WORK ORDER: Apart from the images, output the data below exactly.

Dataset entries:

● ● ● ● ●

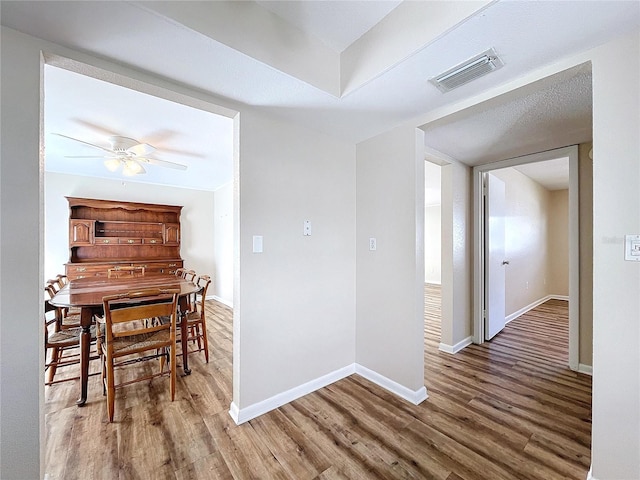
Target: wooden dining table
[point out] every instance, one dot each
(86, 294)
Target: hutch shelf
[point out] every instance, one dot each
(107, 234)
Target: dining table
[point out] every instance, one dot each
(87, 293)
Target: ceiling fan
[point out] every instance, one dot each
(126, 152)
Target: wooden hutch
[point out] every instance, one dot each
(106, 234)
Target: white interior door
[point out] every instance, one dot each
(495, 260)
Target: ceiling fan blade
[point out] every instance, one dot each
(141, 149)
(82, 141)
(162, 163)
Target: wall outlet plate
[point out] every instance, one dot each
(632, 248)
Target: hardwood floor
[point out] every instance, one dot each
(509, 409)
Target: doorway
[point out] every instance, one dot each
(482, 292)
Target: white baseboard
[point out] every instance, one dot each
(252, 411)
(443, 347)
(414, 396)
(586, 369)
(533, 305)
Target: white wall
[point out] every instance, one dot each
(297, 298)
(616, 283)
(558, 242)
(536, 243)
(296, 304)
(456, 256)
(432, 223)
(432, 244)
(390, 292)
(526, 249)
(197, 218)
(21, 336)
(222, 275)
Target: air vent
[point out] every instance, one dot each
(473, 68)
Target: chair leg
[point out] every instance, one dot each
(172, 374)
(53, 364)
(205, 341)
(197, 335)
(111, 389)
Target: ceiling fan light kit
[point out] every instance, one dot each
(128, 153)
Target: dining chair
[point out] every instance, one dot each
(128, 339)
(196, 319)
(117, 272)
(60, 344)
(66, 318)
(189, 275)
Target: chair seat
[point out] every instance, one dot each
(71, 320)
(68, 337)
(142, 341)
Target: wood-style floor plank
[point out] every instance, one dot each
(508, 409)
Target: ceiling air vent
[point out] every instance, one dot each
(473, 68)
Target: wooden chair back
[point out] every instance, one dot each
(128, 332)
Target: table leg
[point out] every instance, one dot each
(86, 318)
(183, 336)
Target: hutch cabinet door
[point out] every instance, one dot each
(172, 234)
(81, 232)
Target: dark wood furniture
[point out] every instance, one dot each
(196, 318)
(87, 294)
(58, 342)
(130, 338)
(108, 234)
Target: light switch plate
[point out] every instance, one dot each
(257, 244)
(632, 248)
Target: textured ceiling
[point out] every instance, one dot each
(555, 114)
(239, 51)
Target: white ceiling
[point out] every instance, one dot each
(380, 53)
(93, 110)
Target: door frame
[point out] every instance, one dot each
(571, 153)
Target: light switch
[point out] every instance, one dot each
(257, 244)
(632, 248)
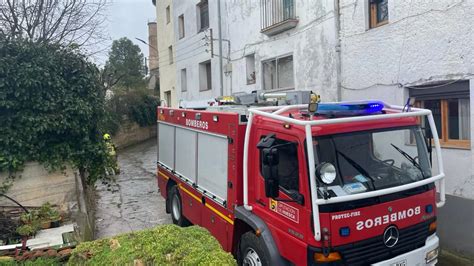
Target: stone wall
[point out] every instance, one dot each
(65, 189)
(131, 133)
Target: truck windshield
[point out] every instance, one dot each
(372, 160)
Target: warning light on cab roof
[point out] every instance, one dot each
(350, 108)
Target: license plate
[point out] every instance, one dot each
(400, 263)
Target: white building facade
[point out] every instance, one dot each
(391, 50)
(346, 50)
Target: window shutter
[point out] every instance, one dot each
(455, 90)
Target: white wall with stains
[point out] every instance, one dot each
(424, 41)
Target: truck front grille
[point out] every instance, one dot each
(373, 250)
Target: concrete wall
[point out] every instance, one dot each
(424, 41)
(153, 45)
(191, 50)
(35, 186)
(165, 39)
(312, 43)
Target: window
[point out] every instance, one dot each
(205, 76)
(250, 62)
(278, 73)
(181, 26)
(170, 54)
(184, 80)
(288, 167)
(450, 106)
(203, 15)
(372, 160)
(168, 15)
(378, 13)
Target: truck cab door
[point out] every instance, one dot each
(287, 212)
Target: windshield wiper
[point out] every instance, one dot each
(409, 158)
(358, 168)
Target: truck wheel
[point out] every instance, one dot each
(177, 208)
(252, 250)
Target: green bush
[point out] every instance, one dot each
(162, 245)
(51, 105)
(36, 262)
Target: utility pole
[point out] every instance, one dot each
(219, 27)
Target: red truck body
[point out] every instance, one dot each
(353, 232)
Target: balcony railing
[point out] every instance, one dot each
(277, 16)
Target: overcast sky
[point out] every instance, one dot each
(128, 18)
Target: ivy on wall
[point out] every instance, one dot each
(51, 106)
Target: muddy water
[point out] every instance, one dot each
(132, 202)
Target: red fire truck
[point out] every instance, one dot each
(309, 183)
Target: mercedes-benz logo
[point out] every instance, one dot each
(390, 236)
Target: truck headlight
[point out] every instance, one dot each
(432, 255)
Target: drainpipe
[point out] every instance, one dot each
(337, 24)
(219, 28)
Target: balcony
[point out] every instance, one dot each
(277, 16)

● ● ● ● ●

OUTPUT OF THE TASK:
Target: wooden dining table
[point out] every instance, one dot each
(86, 294)
Target: hutch shelf
[point out] every instance, one dot each
(107, 234)
Target: dining table
[point out] every instance, one dot each
(87, 293)
Target: ceiling fan
[point out] every instance, one dot each
(126, 152)
Target: wooden hutch
[point out] every instance, one dot each
(106, 234)
Target: white interior door
[point out] every instance, one dot each
(495, 260)
Target: ceiling fan blade
[point out] every instance, one dot each
(141, 149)
(82, 141)
(162, 163)
Target: wall outlet plate
[point out] every instance, one dot each
(632, 248)
Target: hardwood floor
[point out] every instance, one dot each
(509, 409)
Target: doorway
[point out] every instance, one dot each
(482, 292)
Target: white baseboard
[point out] every instance, one dot each
(252, 411)
(443, 347)
(414, 396)
(586, 369)
(533, 305)
Target: white wall
[point out] every instance, one dot each
(297, 298)
(616, 283)
(558, 242)
(536, 243)
(296, 304)
(456, 256)
(432, 223)
(432, 244)
(390, 292)
(526, 249)
(197, 218)
(21, 336)
(222, 275)
Target: air vent
[point out] every instance, one dot each
(473, 68)
Target: chair leg
[point out] every instance, one dot each
(172, 374)
(53, 364)
(205, 341)
(197, 335)
(111, 389)
Target: ceiling fan light kit
[point out] every instance, one dot each
(128, 153)
Target: dining chair
[point out] every instance, one dot each
(128, 339)
(196, 319)
(117, 272)
(60, 344)
(66, 318)
(189, 275)
Target: chair seat
[point out] every instance, one dot each
(71, 320)
(68, 337)
(142, 341)
Target: wood-style floor plank
[point out] every instance, one dot each
(508, 409)
Target: ceiling air vent
[point out] every instance, one dot each
(473, 68)
Target: wooden chair back
[point out] every instance, one dot each
(128, 332)
Target: table leg
[point out] every instance, one dot each
(86, 318)
(183, 336)
Target: hutch cabinet door
[point out] every instance, one dot each
(172, 234)
(81, 232)
Target: dark wood furniture
[point out] every instance, one dot each
(196, 318)
(87, 294)
(58, 342)
(130, 338)
(108, 234)
Target: light switch plate
[point out] every instance, one dot each
(257, 244)
(632, 248)
Target: textured ceiling
[point out] every instance, one dot each
(555, 114)
(239, 51)
Target: white ceiling
[point out] every instance, one dot each
(380, 53)
(93, 110)
Target: door frame
[point out] every instance, one dot each
(571, 153)
Target: light switch
[point out] every instance, one dot each
(257, 244)
(632, 248)
Target: stone wall
[point out] every instance, one dot each
(65, 189)
(131, 133)
Target: truck windshield
[point out] every instance, one dot each
(372, 160)
Target: warning light on cab roof
[point out] every instance, one dot each
(350, 108)
Target: license plate
[point out] every instance, one dot each
(400, 263)
Target: white building facade
[point out] every instance, one dot each
(391, 50)
(346, 50)
Target: window shutter
[point out] every instance, one dot each
(455, 90)
Target: white wall with stains
[point out] every instance, one dot each
(424, 41)
Target: truck front grille
[point out] every instance, one dot each
(373, 250)
Target: concrete wall
[point out] every instance, one dot each
(424, 41)
(153, 45)
(191, 50)
(35, 186)
(165, 39)
(312, 43)
Target: window
[point out] every instance, one dot each
(205, 76)
(250, 62)
(278, 73)
(181, 26)
(170, 54)
(184, 80)
(288, 167)
(450, 106)
(203, 15)
(372, 160)
(168, 15)
(378, 13)
Target: truck cab door
[point out] every instance, one dot each
(287, 212)
Target: windshield wiper
[point out] every instance, one dot each
(409, 158)
(358, 168)
Target: truck wheel
[point out] every instance, one dot each
(177, 208)
(252, 250)
Target: green bush
[point out] every instance, one dot each
(162, 245)
(51, 105)
(36, 262)
Target: utility pole
[point out] every instance, one dot each
(219, 27)
Target: red truck body
[point out] every instance, one dot each
(353, 232)
Target: balcony railing
[point out] every instance, one dot each
(277, 16)
Target: overcast sky
[point out] every instance, one dot each
(128, 18)
Target: ivy on wall
[point out] every instance, one dot each
(51, 106)
Target: muddy water
[point out] every instance, one dot each
(132, 202)
Target: red fire truck
[point out] every instance, one dot each
(309, 183)
Target: mercedes-benz logo
[point out] every instance, one dot each
(390, 236)
Target: truck headlight
[point out] every instance, one dot each
(432, 255)
Target: drainpipe
[point out] every instance, one dot each
(337, 24)
(219, 28)
Target: balcony
[point out] every instance, one dot each
(277, 16)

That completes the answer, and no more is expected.